Stored items:
++++++++++++++++++++
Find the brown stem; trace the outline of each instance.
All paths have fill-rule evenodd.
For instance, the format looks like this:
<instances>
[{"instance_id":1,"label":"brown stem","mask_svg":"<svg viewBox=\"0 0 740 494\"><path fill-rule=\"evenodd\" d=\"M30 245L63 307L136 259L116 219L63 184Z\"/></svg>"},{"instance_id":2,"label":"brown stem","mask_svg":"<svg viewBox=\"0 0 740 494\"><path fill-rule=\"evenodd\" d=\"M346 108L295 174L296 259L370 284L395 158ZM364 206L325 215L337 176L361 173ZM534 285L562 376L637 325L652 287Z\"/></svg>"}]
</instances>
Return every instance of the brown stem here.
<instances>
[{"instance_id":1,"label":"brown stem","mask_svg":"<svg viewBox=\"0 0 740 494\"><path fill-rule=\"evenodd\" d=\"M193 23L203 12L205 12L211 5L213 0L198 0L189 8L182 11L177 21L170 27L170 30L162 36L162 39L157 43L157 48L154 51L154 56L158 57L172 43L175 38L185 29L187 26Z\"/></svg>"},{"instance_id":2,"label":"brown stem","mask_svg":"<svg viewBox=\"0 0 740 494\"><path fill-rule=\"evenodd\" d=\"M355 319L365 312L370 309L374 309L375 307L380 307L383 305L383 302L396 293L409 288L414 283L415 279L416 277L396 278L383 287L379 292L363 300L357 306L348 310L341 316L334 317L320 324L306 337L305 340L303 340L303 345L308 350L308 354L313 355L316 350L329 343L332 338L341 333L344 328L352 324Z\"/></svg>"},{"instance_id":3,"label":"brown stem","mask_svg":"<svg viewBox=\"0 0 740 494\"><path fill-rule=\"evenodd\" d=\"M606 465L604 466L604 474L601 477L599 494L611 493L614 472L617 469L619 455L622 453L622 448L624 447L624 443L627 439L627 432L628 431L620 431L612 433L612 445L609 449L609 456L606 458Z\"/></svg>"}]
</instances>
++++++++++++++++++++
■ PROBLEM REQUIREMENTS ■
Would you please write the entries out again in full, exactly as given?

■ SOLUTION FOR THIS PROBLEM ■
Find the brown stem; trace the outline of each instance.
All paths have fill-rule evenodd.
For instance, the format looks like this:
<instances>
[{"instance_id":1,"label":"brown stem","mask_svg":"<svg viewBox=\"0 0 740 494\"><path fill-rule=\"evenodd\" d=\"M30 245L63 307L136 259L116 219L63 184Z\"/></svg>"},{"instance_id":2,"label":"brown stem","mask_svg":"<svg viewBox=\"0 0 740 494\"><path fill-rule=\"evenodd\" d=\"M346 108L295 174L296 259L370 284L395 158ZM364 206L325 215L337 176L361 173ZM534 285L562 376L637 325L652 287Z\"/></svg>"}]
</instances>
Return every instance of the brown stem here.
<instances>
[{"instance_id":1,"label":"brown stem","mask_svg":"<svg viewBox=\"0 0 740 494\"><path fill-rule=\"evenodd\" d=\"M193 23L203 12L205 12L211 5L213 0L198 0L189 8L182 11L177 21L170 27L170 30L162 36L162 39L157 43L157 48L154 51L154 56L158 57L172 43L175 38L185 29L187 26Z\"/></svg>"},{"instance_id":2,"label":"brown stem","mask_svg":"<svg viewBox=\"0 0 740 494\"><path fill-rule=\"evenodd\" d=\"M355 319L365 312L370 309L374 309L375 307L380 307L383 305L383 302L396 293L409 288L414 283L415 279L416 277L396 278L383 287L379 292L363 300L357 306L348 310L341 316L334 317L320 324L306 337L305 340L303 340L303 345L308 350L308 354L313 355L316 350L329 343L332 338L341 333L344 328L352 324Z\"/></svg>"},{"instance_id":3,"label":"brown stem","mask_svg":"<svg viewBox=\"0 0 740 494\"><path fill-rule=\"evenodd\" d=\"M606 465L604 466L604 474L601 477L599 494L611 493L614 472L617 469L619 455L622 453L622 448L624 447L624 443L627 439L627 432L628 431L620 431L612 433L612 445L609 449L609 456L606 458Z\"/></svg>"}]
</instances>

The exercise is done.